*The problem*. In the passage below about Benn's activism after leaving parliament, rewrite the section from "He spoke against" to "re-elected President of the Stop the War Coalition.", substituting "protesters" for "marchers".

*Source document*.
● ● ● ● ● ● ●

Benn chose not to seek re-election at the 2001 general election, saying he was "leaving parliament in order to spend more time on politics." Along with former Prime Minister Edward Heath, Benn was permitted by the Speaker to continue using the House of Commons Library and Members' refreshment facilities. Shortly after his retirement, he became the President of the Stop the War Coalition. He became a leading figure of the British opposition to the War in Afghanistan from 2001 and the Iraq War, and in February 2003 he travelled to Baghdad to meet Saddam Hussein. The interview was broadcast on British television.

He spoke against the war at the February 2003 protest in London organised by the Stop the War Coalition, with police saying it was the biggest ever demonstration in the UK with about 750,000 marchers, and the organisers estimating nearly a million people participating. In February 2004 and 2008, he was re-elected President of the Stop the War Coalition.

● ● ● ● ● ● ●

*Raw data*.
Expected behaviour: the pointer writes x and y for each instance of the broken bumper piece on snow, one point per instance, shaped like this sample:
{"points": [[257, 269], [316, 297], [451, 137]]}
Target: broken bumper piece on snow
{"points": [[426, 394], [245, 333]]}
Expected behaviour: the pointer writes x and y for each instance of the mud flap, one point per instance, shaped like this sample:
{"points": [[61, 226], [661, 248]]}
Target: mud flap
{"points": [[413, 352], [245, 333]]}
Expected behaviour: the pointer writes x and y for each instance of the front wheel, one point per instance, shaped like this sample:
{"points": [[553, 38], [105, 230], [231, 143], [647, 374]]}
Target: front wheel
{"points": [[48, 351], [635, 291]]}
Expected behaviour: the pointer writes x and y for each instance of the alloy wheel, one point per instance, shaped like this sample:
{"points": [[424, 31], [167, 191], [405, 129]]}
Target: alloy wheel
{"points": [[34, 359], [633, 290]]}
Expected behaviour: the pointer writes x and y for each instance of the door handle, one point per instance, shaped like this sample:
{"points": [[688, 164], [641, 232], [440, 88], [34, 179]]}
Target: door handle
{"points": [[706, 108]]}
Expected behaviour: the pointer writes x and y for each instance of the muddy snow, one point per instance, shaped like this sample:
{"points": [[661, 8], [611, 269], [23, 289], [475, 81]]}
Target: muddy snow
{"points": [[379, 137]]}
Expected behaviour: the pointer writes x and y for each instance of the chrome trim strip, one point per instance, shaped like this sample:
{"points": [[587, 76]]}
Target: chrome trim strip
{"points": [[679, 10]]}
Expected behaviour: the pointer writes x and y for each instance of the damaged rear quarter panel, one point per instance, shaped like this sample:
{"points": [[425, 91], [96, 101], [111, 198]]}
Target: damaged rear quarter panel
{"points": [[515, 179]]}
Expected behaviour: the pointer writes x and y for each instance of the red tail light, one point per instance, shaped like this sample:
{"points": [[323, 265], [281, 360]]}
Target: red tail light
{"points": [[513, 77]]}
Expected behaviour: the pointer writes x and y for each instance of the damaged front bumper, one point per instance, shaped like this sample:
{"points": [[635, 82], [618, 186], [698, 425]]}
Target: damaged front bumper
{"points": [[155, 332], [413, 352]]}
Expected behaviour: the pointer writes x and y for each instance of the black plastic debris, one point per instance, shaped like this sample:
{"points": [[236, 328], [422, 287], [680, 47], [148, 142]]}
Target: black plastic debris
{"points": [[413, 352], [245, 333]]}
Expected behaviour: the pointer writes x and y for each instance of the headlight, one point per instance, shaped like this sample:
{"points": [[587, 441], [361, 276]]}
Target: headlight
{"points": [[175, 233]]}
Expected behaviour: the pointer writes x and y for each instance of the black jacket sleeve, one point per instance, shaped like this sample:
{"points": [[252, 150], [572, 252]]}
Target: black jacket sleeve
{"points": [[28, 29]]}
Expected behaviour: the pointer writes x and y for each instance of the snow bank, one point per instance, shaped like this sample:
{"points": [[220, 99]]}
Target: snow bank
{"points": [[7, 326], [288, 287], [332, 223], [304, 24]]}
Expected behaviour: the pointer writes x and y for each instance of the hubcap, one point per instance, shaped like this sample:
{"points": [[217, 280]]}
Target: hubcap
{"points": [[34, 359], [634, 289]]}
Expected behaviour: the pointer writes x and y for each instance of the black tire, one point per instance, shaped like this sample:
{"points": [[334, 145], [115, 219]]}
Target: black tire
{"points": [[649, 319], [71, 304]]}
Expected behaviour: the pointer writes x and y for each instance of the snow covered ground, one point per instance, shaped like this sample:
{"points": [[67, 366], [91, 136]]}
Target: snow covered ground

● ● ● ● ● ● ●

*Response to the exercise*.
He spoke against the war at the February 2003 protest in London organised by the Stop the War Coalition, with police saying it was the biggest ever demonstration in the UK with about 750,000 protesters, and the organisers estimating nearly a million people participating. In February 2004 and 2008, he was re-elected President of the Stop the War Coalition.